■ **WORK TO COMPLETE**
What is needed is an exact copy of the line with "Could you please point to the window grid" and all lines that follow it in the entries below, the last line included.

■ **PROVIDED DATA**
________________
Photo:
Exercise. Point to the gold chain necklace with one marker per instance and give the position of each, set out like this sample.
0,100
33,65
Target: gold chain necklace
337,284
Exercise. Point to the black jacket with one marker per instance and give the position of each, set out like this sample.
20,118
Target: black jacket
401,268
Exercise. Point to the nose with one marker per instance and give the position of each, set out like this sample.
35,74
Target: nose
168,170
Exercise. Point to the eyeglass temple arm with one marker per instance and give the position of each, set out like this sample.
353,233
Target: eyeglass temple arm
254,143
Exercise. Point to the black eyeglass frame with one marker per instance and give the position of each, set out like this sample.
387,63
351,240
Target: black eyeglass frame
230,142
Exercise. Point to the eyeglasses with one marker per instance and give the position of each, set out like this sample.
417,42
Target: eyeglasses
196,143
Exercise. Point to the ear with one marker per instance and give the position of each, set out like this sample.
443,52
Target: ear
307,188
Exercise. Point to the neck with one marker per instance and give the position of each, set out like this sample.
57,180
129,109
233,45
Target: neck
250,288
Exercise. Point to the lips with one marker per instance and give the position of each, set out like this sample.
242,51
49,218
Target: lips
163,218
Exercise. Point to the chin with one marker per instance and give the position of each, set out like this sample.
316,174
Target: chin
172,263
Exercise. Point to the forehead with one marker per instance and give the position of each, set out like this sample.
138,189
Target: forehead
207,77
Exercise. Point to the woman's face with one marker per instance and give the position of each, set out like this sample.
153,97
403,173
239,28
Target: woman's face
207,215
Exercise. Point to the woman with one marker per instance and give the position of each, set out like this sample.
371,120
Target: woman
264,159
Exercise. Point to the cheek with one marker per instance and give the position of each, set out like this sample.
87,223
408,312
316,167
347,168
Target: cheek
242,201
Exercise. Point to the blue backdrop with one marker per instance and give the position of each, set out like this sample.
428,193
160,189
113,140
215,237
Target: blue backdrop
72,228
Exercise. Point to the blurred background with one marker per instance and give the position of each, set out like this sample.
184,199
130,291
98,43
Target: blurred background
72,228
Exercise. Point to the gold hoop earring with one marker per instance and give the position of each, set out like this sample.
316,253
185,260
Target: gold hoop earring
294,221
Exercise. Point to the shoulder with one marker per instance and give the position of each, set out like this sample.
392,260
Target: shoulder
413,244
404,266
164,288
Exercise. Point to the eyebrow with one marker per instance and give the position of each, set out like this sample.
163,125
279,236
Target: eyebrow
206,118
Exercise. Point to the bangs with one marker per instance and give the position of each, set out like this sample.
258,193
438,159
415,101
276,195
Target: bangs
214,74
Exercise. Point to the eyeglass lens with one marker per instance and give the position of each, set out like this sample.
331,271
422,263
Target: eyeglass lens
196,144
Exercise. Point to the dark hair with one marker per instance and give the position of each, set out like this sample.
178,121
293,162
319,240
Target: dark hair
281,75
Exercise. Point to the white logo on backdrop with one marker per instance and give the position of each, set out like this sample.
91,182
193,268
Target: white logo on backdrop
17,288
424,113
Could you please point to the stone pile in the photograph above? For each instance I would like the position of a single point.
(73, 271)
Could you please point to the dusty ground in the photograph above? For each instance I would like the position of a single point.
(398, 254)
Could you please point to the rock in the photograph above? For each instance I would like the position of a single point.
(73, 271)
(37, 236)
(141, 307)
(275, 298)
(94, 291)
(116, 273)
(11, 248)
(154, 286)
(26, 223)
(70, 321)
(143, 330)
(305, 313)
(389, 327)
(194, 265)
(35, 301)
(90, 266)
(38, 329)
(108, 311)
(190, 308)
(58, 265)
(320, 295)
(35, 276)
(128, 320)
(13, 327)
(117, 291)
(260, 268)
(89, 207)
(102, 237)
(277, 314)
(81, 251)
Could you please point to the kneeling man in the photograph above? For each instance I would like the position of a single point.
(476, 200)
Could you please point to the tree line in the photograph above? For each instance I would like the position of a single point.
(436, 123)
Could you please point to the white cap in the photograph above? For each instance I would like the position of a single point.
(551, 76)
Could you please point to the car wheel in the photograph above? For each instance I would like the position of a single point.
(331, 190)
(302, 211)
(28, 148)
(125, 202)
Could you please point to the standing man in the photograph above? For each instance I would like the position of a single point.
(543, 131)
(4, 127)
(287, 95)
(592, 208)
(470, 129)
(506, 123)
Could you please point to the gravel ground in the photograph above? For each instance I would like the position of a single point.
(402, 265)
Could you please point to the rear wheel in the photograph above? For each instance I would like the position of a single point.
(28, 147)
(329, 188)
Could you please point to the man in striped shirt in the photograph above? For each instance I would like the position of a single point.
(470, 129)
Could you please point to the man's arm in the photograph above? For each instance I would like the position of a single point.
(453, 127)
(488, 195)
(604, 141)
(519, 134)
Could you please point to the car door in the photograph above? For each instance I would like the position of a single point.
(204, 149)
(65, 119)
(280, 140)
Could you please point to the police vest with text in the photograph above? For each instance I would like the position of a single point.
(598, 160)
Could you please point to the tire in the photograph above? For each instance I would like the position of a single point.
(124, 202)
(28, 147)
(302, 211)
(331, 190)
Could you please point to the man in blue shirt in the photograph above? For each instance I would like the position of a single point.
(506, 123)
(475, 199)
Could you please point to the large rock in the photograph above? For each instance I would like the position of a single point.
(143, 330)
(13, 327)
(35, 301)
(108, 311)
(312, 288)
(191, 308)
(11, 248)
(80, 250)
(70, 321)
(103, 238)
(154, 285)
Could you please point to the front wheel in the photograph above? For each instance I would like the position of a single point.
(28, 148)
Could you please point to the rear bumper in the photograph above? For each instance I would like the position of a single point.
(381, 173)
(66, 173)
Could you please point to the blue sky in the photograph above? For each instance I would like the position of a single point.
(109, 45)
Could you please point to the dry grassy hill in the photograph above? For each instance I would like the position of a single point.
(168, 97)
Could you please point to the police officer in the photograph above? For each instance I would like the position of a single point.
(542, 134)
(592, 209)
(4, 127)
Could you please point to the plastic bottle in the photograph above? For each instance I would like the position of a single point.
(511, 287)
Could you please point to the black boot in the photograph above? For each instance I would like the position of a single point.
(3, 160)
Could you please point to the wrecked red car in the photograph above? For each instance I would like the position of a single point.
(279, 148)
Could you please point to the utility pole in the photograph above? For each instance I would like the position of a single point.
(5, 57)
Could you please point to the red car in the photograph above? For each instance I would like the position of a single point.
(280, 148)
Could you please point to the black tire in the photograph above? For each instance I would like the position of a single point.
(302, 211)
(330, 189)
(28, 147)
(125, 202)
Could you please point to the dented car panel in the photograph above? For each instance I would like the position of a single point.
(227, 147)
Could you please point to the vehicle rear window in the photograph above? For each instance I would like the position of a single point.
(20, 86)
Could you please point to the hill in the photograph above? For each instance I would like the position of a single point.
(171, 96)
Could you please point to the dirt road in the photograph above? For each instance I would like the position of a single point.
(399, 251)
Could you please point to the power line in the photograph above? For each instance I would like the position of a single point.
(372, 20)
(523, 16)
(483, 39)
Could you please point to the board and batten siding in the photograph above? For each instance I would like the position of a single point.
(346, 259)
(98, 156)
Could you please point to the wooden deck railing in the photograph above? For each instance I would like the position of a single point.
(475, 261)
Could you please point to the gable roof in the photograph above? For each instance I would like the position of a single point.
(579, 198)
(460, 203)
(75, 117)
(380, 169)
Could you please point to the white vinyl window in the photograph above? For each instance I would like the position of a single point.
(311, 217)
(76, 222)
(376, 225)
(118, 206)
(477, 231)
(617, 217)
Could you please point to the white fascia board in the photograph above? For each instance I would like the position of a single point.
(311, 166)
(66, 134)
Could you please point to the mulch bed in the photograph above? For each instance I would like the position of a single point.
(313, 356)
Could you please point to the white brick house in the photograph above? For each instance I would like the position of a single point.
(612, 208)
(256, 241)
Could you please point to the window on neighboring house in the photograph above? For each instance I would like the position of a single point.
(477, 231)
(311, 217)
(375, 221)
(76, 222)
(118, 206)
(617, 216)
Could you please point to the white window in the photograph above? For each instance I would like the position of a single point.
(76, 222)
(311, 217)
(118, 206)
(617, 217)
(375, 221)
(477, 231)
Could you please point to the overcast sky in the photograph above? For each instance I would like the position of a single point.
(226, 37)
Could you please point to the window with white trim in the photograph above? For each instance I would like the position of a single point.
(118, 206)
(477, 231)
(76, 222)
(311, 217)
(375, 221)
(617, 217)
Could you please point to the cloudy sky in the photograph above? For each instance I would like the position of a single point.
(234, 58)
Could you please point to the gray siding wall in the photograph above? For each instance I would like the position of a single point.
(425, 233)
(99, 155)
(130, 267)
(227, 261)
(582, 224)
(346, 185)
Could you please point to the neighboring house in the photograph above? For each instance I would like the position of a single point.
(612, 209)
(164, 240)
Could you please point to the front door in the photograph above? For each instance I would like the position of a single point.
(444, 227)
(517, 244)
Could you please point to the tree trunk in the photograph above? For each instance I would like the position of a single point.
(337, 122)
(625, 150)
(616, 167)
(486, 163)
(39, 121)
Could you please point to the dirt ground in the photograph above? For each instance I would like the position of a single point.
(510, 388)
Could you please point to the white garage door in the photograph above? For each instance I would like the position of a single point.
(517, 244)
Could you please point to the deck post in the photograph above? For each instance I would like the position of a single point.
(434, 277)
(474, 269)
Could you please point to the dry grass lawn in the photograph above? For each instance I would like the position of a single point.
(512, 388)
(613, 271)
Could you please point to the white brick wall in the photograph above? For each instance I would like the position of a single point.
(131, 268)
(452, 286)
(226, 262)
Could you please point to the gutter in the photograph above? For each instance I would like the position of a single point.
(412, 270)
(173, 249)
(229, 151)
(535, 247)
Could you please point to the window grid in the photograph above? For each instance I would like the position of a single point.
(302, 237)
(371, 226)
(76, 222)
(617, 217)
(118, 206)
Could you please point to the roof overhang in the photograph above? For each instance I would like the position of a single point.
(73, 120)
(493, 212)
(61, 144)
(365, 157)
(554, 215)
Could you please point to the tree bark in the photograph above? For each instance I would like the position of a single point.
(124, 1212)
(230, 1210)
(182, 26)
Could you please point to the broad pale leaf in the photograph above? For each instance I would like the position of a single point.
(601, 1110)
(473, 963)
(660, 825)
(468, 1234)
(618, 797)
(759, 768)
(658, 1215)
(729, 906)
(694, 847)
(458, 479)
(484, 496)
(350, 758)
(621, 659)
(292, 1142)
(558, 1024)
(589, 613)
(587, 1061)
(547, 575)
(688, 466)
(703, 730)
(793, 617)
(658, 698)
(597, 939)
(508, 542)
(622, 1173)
________________
■ **SOLUTION TO THE PROBLEM**
Could you please point to the window grid in the photograph above? For each instance I would like the position of a single point.
(302, 237)
(371, 226)
(76, 222)
(617, 217)
(118, 206)
Could you please point to the roof overhang in the photograph above? For each instance I would like the position of a single point.
(73, 120)
(493, 212)
(61, 144)
(365, 157)
(554, 215)
Could you please point to the tree bark in the photograph above? For each instance I would like the position of a single point.
(124, 1212)
(230, 1210)
(182, 26)
Could you please point to the broad pale leaf in the photograph above? For each instance I would like the position of a single point.
(601, 1110)
(473, 963)
(660, 825)
(468, 1234)
(618, 797)
(759, 768)
(658, 1215)
(729, 906)
(694, 847)
(458, 479)
(484, 496)
(350, 758)
(621, 659)
(292, 1142)
(558, 1024)
(589, 613)
(587, 1061)
(547, 575)
(688, 466)
(703, 730)
(793, 617)
(658, 698)
(597, 939)
(508, 542)
(622, 1173)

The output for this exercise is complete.